● **What is being asked**:
Find every line with the string "yellow" in the material below and copy it.

● **Material shown**:
━━━━━━━━━━━━━━━━━━━━
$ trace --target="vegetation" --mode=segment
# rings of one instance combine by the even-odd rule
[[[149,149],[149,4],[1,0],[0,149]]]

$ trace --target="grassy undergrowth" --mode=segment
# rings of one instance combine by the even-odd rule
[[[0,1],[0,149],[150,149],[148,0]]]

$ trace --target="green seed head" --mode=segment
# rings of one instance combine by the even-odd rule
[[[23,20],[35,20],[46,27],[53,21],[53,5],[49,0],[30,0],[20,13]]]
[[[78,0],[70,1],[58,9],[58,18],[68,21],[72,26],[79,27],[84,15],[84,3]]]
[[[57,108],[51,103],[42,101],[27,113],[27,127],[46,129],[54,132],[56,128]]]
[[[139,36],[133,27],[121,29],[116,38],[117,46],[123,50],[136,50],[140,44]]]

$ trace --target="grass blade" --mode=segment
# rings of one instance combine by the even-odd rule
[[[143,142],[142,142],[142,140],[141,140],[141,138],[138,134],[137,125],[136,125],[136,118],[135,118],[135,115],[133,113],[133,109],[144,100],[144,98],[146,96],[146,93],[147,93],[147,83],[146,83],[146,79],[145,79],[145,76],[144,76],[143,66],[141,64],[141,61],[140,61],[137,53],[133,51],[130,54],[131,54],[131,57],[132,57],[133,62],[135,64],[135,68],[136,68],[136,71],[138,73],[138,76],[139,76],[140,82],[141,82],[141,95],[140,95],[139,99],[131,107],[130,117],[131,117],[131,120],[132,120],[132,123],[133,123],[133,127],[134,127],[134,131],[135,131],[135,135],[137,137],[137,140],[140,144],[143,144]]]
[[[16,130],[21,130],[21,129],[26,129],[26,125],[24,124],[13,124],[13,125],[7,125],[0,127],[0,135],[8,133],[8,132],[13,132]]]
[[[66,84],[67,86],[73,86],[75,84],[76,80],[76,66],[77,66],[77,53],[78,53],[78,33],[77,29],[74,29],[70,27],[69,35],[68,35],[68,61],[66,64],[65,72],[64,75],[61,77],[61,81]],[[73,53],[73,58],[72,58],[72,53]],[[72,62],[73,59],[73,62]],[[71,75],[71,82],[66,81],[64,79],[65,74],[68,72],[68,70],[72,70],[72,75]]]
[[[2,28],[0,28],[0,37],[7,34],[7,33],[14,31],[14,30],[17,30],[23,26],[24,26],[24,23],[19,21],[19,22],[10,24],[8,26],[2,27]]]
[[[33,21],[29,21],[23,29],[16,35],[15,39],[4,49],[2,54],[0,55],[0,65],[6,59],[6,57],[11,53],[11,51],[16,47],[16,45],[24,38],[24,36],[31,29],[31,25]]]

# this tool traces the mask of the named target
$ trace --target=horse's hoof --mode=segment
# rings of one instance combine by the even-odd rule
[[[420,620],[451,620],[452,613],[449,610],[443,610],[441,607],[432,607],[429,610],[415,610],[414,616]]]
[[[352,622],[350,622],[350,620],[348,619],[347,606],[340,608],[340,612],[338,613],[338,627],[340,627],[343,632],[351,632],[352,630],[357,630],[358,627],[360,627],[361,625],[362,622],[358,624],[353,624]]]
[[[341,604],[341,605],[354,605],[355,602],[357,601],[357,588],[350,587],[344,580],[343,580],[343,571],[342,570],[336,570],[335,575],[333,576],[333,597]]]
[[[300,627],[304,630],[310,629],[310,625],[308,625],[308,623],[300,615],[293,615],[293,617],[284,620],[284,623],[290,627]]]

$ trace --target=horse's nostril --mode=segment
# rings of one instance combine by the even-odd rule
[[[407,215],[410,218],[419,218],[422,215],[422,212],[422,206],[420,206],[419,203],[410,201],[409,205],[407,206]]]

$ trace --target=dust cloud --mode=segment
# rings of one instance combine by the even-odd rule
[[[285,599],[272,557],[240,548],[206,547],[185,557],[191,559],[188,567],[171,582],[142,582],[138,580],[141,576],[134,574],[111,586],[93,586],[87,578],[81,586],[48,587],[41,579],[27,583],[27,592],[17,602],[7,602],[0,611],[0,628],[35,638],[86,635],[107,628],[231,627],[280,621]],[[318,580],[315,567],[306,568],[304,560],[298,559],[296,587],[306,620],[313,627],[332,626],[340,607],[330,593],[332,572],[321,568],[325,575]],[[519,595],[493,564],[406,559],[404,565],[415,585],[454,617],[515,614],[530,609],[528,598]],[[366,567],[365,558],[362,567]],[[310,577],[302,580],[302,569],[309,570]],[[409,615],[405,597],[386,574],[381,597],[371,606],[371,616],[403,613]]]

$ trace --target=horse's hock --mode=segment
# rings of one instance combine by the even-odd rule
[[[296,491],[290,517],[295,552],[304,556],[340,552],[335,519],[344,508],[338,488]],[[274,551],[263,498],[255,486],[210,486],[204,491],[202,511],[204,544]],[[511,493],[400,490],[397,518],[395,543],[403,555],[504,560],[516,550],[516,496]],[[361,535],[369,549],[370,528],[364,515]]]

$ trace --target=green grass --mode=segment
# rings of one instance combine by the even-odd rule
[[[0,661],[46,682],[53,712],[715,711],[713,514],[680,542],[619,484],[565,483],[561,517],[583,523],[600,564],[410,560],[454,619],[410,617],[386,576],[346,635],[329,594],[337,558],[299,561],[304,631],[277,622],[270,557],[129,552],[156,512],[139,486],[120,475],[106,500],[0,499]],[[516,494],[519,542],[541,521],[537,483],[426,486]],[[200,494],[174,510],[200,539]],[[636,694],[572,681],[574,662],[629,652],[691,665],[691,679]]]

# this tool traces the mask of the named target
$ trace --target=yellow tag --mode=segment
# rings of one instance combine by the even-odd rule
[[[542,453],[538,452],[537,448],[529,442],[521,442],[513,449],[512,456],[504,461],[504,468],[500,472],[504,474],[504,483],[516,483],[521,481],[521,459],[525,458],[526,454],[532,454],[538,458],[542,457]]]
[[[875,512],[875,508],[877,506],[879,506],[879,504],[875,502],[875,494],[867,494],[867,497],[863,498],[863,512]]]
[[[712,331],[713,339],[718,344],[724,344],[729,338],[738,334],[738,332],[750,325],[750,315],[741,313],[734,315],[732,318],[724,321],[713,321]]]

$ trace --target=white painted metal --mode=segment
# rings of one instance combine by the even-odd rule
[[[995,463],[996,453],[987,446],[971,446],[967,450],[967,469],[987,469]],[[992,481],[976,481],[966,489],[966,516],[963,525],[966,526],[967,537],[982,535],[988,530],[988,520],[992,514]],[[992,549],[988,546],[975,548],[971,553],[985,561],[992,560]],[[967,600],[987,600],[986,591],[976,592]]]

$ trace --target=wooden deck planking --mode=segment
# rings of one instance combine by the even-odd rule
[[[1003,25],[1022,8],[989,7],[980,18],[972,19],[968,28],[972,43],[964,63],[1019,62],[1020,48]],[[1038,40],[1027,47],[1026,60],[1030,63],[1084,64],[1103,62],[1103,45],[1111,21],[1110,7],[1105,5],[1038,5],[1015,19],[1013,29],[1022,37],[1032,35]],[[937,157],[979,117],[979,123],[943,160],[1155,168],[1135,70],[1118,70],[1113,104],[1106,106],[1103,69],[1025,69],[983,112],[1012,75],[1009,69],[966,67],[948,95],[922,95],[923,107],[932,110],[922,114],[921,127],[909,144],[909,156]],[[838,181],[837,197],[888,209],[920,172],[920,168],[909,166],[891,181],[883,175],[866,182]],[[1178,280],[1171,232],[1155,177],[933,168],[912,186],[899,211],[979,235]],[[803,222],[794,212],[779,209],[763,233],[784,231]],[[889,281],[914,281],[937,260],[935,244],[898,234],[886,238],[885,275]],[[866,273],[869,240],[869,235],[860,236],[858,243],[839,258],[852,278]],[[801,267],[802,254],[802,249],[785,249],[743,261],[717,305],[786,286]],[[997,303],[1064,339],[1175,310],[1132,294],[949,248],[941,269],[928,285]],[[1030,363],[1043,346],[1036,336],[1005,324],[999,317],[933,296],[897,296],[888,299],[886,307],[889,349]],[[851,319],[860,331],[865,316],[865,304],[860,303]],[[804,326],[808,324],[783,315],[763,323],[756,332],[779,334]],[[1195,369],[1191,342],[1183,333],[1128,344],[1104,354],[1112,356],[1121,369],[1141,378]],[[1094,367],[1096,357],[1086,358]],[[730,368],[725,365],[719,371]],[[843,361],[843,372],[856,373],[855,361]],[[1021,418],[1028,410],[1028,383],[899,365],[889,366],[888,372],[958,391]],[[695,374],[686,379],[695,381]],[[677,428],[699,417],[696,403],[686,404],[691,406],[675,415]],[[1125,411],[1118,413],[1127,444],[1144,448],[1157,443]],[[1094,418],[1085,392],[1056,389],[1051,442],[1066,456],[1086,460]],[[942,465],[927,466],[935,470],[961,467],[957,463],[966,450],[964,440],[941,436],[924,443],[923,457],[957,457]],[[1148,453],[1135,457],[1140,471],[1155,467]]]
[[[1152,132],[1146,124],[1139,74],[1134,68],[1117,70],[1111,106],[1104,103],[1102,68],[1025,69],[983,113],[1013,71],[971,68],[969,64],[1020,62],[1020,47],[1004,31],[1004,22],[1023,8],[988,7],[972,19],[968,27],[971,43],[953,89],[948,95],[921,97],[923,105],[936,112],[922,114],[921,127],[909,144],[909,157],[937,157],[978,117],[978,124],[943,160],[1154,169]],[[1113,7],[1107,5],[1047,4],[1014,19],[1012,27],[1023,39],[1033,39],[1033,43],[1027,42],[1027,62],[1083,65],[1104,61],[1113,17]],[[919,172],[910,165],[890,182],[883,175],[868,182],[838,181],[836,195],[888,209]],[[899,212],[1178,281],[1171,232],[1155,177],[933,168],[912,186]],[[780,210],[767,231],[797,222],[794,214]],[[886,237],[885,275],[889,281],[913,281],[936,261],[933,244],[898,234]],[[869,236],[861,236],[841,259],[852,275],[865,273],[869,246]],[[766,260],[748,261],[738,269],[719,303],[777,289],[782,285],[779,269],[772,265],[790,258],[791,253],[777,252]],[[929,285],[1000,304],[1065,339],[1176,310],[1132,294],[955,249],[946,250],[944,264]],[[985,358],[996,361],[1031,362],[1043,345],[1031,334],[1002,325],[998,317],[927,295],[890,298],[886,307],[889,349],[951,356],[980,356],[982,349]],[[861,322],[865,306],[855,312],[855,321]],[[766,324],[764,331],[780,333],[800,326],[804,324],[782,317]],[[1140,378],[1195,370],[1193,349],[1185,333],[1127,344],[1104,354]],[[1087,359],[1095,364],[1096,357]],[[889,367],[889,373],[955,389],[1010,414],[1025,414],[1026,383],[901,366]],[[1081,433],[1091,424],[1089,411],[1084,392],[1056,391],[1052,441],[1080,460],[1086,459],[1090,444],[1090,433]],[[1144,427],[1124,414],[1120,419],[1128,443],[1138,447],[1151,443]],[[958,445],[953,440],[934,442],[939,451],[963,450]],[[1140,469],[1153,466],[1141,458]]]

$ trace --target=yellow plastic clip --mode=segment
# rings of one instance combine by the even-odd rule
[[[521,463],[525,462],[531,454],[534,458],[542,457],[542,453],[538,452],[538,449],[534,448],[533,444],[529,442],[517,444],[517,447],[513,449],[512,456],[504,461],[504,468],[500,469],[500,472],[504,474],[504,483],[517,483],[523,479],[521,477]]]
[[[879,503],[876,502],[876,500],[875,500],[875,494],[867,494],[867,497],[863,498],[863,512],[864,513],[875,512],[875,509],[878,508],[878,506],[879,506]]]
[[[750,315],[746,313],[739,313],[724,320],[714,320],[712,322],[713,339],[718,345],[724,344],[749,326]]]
━━━━━━━━━━━━━━━━━━━━
● **Solution for this exercise**:
$ trace --target=yellow tag --mode=segment
$ trace --target=yellow plastic clip --mode=segment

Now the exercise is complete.